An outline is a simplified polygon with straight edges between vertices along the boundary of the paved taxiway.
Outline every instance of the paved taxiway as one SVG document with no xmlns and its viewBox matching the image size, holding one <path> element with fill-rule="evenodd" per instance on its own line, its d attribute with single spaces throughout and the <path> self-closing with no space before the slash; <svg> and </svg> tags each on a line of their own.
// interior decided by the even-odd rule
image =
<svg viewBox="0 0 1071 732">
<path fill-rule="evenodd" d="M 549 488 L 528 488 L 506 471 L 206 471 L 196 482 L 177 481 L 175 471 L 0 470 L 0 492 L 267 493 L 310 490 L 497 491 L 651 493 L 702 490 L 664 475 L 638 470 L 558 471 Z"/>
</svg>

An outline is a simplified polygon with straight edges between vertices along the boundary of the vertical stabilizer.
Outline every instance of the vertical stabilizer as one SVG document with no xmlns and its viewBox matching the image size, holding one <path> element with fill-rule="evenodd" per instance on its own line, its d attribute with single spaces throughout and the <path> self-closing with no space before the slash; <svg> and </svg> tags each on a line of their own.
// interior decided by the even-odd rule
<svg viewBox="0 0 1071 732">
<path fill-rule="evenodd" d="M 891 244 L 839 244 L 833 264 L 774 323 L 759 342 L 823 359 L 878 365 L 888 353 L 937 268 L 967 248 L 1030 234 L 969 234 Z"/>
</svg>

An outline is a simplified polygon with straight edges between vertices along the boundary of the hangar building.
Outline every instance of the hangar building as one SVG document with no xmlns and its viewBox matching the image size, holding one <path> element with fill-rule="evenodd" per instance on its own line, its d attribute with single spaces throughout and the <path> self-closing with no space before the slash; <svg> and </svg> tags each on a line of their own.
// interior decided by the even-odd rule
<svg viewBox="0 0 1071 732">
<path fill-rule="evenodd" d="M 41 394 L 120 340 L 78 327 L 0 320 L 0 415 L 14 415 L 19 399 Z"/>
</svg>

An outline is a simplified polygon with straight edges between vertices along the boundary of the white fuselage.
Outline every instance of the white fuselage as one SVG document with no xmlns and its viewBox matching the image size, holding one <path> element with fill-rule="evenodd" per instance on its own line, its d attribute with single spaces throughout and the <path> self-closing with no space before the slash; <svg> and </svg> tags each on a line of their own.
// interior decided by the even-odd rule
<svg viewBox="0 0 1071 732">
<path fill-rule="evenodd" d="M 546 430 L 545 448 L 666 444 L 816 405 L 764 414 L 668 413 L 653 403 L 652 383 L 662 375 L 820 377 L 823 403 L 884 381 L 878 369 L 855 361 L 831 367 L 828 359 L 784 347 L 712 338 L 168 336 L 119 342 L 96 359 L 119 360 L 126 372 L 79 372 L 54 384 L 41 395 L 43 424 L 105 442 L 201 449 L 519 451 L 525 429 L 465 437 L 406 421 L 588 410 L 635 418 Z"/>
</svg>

━━━━━━━━

Copy the material above, line for line.

An outline is a simplified polygon with straight edges between vertices along the boundary of the paved taxiway.
Outline every instance of the paved taxiway as one SVG document with no xmlns and its viewBox matching the image size, holding one <path> element with fill-rule="evenodd" per instance on its own line, its d attribute with single spaces throughout and the <path> self-closing with no space before the slash; <svg> and </svg> tags each on a line of their own.
// interior decided by the even-odd rule
image =
<svg viewBox="0 0 1071 732">
<path fill-rule="evenodd" d="M 549 488 L 528 488 L 506 471 L 206 471 L 196 482 L 177 481 L 175 471 L 0 470 L 0 492 L 267 493 L 310 490 L 497 491 L 651 493 L 702 490 L 664 475 L 638 470 L 558 471 Z"/>
</svg>

An outline is a simplified polygon with straight edges between vertices along the boundary of the vertical stabilizer.
Outline every instance of the vertical stabilizer as one SVG document with no xmlns and its viewBox matching the image size, holding one <path> element with fill-rule="evenodd" per instance on its own line, its d attribute with single spaces throughout and the <path> self-closing with no space before the slash; <svg> and </svg> tags each on a line of their own.
// interior decided by the even-odd rule
<svg viewBox="0 0 1071 732">
<path fill-rule="evenodd" d="M 891 244 L 839 244 L 833 264 L 774 323 L 759 342 L 823 359 L 878 365 L 888 353 L 937 268 L 967 248 L 1030 234 L 969 234 Z"/>
</svg>

An outline is a simplified polygon with straight edges between vertices along the boundary of the hangar building.
Outline every instance of the hangar building as one SVG document with no xmlns and its viewBox matching the image size, holding one <path> element with fill-rule="evenodd" per instance on its own line, its d attribute with single spaces throughout and the <path> self-closing with no space before the slash; <svg> and </svg> tags each on a line of their own.
// interior decided by the even-odd rule
<svg viewBox="0 0 1071 732">
<path fill-rule="evenodd" d="M 41 394 L 120 340 L 78 327 L 0 320 L 0 415 L 14 415 L 19 399 Z"/>
</svg>

An outline is a simplified polygon with straight edges between vertices along the boundary of the white fuselage.
Outline every instance of the white fuselage as one SVG document with no xmlns and its viewBox matching the image size, holding one <path> element with fill-rule="evenodd" per instance on its own line, its d attribute with single spaces throughout and the <path> self-closing with no space before the slash; <svg> and </svg> tags each on a line of their own.
// interior decided by the even-odd rule
<svg viewBox="0 0 1071 732">
<path fill-rule="evenodd" d="M 546 430 L 545 448 L 666 444 L 816 405 L 764 414 L 668 413 L 653 403 L 652 383 L 662 375 L 820 377 L 823 403 L 884 381 L 878 369 L 855 361 L 831 367 L 828 359 L 784 347 L 712 338 L 168 336 L 119 342 L 96 359 L 119 360 L 126 372 L 79 372 L 54 384 L 41 395 L 43 424 L 105 442 L 201 449 L 519 451 L 525 429 L 465 437 L 406 421 L 588 410 L 635 418 Z"/>
</svg>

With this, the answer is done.